Dataset entries:
* * * * *

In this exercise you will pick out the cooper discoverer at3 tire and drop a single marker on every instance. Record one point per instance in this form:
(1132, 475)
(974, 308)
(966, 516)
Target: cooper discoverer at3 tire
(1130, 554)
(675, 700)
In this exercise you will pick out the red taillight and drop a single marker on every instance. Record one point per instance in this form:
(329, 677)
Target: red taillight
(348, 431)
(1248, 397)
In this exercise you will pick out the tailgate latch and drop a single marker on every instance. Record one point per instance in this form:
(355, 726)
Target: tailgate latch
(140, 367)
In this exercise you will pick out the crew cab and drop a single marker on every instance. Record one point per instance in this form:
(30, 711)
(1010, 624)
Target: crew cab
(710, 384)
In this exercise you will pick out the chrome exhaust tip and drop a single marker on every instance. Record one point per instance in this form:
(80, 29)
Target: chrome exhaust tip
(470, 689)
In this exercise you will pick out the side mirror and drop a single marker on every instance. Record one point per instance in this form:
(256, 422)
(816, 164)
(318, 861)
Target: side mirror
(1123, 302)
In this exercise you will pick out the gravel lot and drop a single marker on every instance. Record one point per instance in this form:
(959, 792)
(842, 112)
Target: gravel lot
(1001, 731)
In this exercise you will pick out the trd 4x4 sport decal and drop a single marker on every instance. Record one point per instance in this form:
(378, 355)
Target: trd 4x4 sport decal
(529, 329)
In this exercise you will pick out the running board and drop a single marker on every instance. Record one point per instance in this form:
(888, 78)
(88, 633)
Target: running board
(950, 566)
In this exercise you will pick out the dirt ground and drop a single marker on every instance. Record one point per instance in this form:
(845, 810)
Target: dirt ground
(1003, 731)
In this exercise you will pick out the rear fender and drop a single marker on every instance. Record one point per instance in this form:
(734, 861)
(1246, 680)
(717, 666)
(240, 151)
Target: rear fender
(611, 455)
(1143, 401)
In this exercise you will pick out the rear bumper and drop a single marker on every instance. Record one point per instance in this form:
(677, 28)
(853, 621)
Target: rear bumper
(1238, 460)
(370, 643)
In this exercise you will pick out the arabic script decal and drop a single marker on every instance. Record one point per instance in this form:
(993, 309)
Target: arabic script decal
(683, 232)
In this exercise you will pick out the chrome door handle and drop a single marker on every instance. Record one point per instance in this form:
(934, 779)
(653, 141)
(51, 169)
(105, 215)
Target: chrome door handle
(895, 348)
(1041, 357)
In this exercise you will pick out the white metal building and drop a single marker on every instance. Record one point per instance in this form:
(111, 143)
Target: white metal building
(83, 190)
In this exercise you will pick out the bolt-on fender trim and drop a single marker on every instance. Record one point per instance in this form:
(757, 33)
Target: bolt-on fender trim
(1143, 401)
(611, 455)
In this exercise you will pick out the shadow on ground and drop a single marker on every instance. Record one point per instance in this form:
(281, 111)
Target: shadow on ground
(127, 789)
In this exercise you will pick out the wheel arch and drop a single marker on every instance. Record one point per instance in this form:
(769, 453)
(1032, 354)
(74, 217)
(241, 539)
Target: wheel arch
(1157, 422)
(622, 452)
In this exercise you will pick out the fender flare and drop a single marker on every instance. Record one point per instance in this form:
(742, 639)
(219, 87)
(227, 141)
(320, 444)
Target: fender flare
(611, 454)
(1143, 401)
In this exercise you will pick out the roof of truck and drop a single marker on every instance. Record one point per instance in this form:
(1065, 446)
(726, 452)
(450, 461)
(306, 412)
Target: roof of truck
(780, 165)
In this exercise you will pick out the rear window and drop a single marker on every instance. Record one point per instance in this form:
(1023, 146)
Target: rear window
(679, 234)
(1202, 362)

* * * * *

### Task requirements
Set down the preceding data verbatim. Every line belongs in the copy.

### Expected answer
In this exercise you will pick out the cooper discoverer at3 tire and drop a single marker on every instance. Record one point per instance in this form:
(1132, 475)
(974, 308)
(966, 516)
Target: cooper discoverer at3 tire
(1130, 554)
(675, 700)
In this exercise you will pick out the red taillight and drop a single marker on every instance. Record one point per instance in this form:
(329, 677)
Target: red taillight
(348, 431)
(1248, 397)
In this exercise you will pick out the tailgate latch and drop a single marker on every instance. Record one point per instance in this form:
(355, 726)
Target: tailgate latch
(140, 367)
In this exercise you will pick out the crew cab and drop a single marker on every instance. Record one point per instance in this form:
(30, 711)
(1010, 624)
Target: crew cab
(710, 384)
In this exercise you will pick out the chrome exhaust tip and drop a single marker on every instance. Record one point per instance in this form:
(80, 29)
Target: chrome exhaust tip
(470, 689)
In this exercise you will pick out the side mirror and drop a single marker on every instance. Record one point per instance in this form:
(256, 422)
(816, 164)
(318, 861)
Target: side mirror
(1123, 302)
In this exercise you will pick out the gravel lot and drop a single marker on every instance. Record one point per instance in this form:
(959, 792)
(842, 112)
Target: gravel lot
(1001, 731)
In this exercise you will pick out the trd 4x4 sport decal and drop a single marker on every instance. Record one point per instance in this form:
(378, 355)
Target: trd 4x4 sport decal
(529, 329)
In this exercise you will pick out the running board and drop a single marker on every instance. Record one point per instance in this form:
(888, 78)
(88, 633)
Target: running board
(950, 566)
In this exercise you will pick out the dirt ground and drop a single marker on every instance. Record one point per instance in this form:
(845, 810)
Target: dirt ground
(1003, 731)
In this exercise you will pick out the rear fender and drop a single marker on every instance. Record one point per instance in this form:
(734, 861)
(1246, 680)
(717, 666)
(240, 151)
Target: rear fender
(611, 455)
(1143, 401)
In this exercise you will pick out the rear bumper and drop a single marker on every instance. Record one point per instance in this form:
(677, 28)
(853, 621)
Target: rear bumper
(1238, 460)
(370, 643)
In this exercise you will pick out the arabic script decal and drop a single marker on every instance. Record one point per instance in this form:
(993, 309)
Target: arabic script decal
(683, 232)
In this exercise you will pick out the chrome door handle and drop a single marker on every instance. Record one point per instance in this form:
(934, 779)
(653, 141)
(51, 169)
(105, 215)
Target: chrome door handle
(895, 348)
(1041, 357)
In this exercise you will pick out the white metal building and drop a single marker on every instance. Record one point per instance in this form:
(111, 143)
Target: white metal building
(83, 190)
In this exercise you will pick out the bolt-on fender trim and drop a single marker on every instance. Record one point per instance in this form:
(757, 33)
Target: bolt-on fender trim
(1143, 401)
(611, 455)
In this exercise you will pick out the shadow on ground and drop a single marker on every instance. Record one point per instance in this form:
(281, 111)
Target: shadow on ground
(127, 789)
In this exercise you will pick out the wheel arch and drop a single marker on every instance. Record one point per instance in this form:
(769, 453)
(1032, 354)
(74, 217)
(241, 539)
Target: wheel arch
(1157, 422)
(622, 452)
In this exercise you will pick out the fender flare and drop a single marker on every instance. Record one point per instance in this form:
(742, 639)
(219, 87)
(227, 141)
(320, 444)
Target: fender flare
(611, 454)
(1143, 401)
In this exercise you will pick out the roof of truck and drop a single marker on every instance. Record one point per instance in this form:
(1065, 446)
(726, 452)
(450, 461)
(306, 412)
Target: roof of truck
(780, 165)
In this exercise you will pick out the rear window and drop a single marker on every instance. Record one point per instance in this form:
(1023, 146)
Target: rear window
(679, 234)
(1202, 362)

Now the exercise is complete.